**Rows from a point labeling set**:
:::::
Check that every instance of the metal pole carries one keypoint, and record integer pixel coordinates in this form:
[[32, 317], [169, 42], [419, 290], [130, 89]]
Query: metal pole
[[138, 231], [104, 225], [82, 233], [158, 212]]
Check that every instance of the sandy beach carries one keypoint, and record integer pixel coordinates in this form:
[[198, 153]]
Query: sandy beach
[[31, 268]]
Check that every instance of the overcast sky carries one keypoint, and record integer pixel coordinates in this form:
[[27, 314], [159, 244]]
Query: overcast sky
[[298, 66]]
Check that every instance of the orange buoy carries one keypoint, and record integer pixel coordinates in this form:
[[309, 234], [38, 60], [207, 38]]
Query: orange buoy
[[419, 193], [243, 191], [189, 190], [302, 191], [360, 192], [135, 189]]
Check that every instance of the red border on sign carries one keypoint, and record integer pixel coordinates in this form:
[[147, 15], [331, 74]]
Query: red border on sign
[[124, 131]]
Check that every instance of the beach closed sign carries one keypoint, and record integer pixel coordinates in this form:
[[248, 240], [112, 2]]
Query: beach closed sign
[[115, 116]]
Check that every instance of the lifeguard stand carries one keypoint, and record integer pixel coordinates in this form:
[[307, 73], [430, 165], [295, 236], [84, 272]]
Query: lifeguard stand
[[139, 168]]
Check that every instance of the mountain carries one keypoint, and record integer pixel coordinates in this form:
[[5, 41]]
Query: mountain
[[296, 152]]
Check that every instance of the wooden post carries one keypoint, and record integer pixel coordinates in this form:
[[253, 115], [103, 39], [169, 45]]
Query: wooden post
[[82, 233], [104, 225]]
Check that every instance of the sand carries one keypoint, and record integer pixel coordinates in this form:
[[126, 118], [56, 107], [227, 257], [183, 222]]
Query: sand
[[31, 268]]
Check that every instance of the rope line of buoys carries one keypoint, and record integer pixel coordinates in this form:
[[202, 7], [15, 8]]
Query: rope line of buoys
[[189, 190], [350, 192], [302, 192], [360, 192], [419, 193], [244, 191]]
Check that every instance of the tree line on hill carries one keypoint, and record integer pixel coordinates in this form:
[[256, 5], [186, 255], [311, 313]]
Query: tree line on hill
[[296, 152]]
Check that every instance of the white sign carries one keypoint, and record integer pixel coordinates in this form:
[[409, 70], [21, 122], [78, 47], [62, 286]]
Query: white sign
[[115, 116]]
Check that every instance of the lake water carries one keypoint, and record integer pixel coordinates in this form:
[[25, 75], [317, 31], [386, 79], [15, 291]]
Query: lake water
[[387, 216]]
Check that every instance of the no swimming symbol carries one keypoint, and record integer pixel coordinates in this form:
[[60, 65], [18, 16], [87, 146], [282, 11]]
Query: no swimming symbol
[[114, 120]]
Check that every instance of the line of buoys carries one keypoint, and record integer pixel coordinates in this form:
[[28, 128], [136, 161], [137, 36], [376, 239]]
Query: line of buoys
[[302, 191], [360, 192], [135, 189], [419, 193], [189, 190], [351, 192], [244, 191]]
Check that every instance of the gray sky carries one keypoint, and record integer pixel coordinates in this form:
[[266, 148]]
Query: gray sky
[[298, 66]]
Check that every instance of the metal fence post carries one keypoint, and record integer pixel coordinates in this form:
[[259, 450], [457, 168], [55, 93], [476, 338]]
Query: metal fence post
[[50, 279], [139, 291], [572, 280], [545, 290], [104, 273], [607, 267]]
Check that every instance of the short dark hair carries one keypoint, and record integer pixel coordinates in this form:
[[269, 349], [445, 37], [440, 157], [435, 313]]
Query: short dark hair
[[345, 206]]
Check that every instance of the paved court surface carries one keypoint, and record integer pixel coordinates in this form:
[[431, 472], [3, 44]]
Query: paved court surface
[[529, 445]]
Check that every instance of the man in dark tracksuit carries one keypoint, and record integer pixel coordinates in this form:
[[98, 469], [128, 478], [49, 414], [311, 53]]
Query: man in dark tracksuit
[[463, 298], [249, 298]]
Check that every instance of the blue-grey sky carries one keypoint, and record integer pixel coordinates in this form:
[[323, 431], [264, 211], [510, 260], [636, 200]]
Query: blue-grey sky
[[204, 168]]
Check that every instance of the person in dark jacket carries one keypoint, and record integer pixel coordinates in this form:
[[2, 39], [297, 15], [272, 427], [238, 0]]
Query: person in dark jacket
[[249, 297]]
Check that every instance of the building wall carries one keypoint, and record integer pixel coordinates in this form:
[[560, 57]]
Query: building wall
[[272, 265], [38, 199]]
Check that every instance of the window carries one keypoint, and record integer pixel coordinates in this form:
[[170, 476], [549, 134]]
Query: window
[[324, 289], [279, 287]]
:::::
**Exercise**: Lay out the rows above, from the line that contains "Check that every instance of the line" up to and including the line that contains "273], [607, 267]]", as a JSON list of strings with one string per line and no blank lines.

**Full response**:
[
  "Check that every instance of the line of buoys carries one keypoint, and record integer pixel coordinates in this form:",
  "[[28, 128], [136, 161], [137, 36], [376, 239]]",
  "Query: line of buoys",
  "[[302, 191], [360, 192], [135, 189], [419, 193], [189, 190], [351, 192], [244, 191]]",
  "Check that every instance of the gray sky carries one keypoint, and record integer pixel coordinates in this form:",
  "[[266, 148]]",
  "Query: gray sky",
  "[[298, 66]]",
  "Check that every instance of the metal fence post carries one keypoint, and record integer pixel coordinates in this form:",
  "[[259, 450], [457, 168], [55, 93], [476, 338]]",
  "Query: metal fence post",
  "[[50, 279], [139, 291], [572, 280], [545, 290], [104, 273], [607, 267]]"
]